Starting at the line containing "If you could point to the green pear in" and ending at the last of the lines below, rescale the lines by writing all of them out again, with each coordinate pair that follows a "Query:" line multiplied by 1.9 and rounded to a whole number, halves up. Leave every other line, numbers included, as it stands.

----- Entries -----

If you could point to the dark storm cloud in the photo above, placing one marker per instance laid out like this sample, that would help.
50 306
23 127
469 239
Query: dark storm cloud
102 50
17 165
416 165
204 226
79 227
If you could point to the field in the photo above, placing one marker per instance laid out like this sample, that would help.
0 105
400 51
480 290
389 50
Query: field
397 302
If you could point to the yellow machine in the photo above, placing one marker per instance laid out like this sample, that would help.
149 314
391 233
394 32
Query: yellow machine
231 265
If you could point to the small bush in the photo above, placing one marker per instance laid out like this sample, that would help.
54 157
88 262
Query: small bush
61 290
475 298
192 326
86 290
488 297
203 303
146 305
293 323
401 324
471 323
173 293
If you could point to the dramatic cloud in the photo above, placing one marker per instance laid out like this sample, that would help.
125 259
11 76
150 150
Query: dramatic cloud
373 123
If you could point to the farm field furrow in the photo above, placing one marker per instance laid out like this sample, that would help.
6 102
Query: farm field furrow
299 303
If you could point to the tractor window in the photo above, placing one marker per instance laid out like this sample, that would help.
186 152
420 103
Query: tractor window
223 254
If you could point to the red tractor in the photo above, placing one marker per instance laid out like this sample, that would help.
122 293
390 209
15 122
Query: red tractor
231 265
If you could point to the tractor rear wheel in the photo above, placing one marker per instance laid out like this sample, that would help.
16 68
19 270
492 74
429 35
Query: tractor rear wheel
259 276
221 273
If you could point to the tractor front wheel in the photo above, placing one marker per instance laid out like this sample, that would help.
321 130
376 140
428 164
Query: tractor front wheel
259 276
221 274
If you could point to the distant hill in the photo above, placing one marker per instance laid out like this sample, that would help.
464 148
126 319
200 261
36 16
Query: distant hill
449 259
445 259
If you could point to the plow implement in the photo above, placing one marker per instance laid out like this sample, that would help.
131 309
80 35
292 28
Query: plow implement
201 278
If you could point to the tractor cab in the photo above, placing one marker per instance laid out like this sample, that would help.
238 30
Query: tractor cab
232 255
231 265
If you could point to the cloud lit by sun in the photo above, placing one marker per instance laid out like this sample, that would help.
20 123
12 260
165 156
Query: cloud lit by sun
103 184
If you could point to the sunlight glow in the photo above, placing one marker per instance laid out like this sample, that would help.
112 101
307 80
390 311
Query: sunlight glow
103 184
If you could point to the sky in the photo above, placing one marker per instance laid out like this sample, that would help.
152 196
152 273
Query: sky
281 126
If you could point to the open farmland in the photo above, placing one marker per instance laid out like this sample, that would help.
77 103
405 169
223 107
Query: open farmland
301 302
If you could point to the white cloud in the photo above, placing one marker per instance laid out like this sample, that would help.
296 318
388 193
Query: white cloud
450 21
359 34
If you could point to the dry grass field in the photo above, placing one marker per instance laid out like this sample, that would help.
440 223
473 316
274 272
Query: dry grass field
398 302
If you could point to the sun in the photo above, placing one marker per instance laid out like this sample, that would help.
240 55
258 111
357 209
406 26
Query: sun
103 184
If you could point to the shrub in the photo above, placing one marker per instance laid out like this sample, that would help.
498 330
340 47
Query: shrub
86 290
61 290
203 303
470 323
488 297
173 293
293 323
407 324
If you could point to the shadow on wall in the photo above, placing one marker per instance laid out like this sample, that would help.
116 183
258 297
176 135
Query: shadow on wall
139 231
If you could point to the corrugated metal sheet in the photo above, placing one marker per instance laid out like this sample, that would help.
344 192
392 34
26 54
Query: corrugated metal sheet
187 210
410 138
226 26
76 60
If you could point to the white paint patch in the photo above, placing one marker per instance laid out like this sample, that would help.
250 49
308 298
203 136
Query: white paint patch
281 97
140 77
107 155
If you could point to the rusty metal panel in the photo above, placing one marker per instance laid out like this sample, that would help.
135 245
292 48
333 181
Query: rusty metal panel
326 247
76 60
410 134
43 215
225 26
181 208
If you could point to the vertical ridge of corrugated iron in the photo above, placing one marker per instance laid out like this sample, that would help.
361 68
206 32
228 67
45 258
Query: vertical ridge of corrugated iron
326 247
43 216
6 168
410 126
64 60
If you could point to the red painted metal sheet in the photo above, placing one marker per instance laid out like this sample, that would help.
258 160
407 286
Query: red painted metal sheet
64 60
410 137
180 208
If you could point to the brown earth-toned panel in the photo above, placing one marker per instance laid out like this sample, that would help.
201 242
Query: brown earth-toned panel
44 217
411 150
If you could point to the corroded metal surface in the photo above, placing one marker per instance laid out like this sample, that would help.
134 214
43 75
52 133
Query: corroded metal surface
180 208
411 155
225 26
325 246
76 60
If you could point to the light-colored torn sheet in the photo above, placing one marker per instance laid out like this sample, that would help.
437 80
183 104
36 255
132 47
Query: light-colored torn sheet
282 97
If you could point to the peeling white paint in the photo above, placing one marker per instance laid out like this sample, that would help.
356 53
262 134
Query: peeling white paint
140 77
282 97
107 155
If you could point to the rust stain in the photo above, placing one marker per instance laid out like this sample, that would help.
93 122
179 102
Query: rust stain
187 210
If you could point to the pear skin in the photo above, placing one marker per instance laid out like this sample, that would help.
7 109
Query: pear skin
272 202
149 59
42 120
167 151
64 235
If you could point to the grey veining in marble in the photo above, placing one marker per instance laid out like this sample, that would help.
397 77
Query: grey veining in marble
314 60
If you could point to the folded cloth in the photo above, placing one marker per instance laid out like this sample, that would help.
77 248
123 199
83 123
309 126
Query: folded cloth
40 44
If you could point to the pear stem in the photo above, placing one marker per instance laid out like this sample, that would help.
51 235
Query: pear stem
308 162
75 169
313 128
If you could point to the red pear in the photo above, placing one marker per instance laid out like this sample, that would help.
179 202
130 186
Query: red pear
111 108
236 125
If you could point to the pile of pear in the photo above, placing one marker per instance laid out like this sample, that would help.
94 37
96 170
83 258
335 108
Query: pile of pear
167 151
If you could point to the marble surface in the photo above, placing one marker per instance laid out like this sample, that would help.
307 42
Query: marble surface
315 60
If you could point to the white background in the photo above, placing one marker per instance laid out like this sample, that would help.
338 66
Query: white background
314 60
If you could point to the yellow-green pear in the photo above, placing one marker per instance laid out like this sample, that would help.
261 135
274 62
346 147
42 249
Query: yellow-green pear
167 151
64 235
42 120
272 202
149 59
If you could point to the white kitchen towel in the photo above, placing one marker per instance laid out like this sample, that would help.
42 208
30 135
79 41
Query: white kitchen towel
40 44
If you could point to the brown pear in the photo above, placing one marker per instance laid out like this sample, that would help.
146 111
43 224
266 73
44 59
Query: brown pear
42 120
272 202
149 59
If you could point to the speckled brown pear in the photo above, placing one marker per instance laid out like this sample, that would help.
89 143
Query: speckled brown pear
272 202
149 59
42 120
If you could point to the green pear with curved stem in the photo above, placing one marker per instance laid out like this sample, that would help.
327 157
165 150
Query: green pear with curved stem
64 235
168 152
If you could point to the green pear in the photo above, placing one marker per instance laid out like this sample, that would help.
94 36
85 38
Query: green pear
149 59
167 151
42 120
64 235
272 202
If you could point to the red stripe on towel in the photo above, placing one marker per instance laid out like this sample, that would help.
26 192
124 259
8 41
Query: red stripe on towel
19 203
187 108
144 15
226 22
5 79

-----

--- Result of the exercise ---
If you could point to the green pear in the photo above, placing one marker per instance laid out like this sample, that would help.
94 36
85 38
Query: green pear
283 112
317 287
80 228
122 447
517 384
If you could point to the red stripe on towel in the photo above, placing one marker per instance laid out like this sample, that would help.
26 192
124 259
8 41
Query: red stripe on towel
36 386
355 205
274 29
429 42
10 150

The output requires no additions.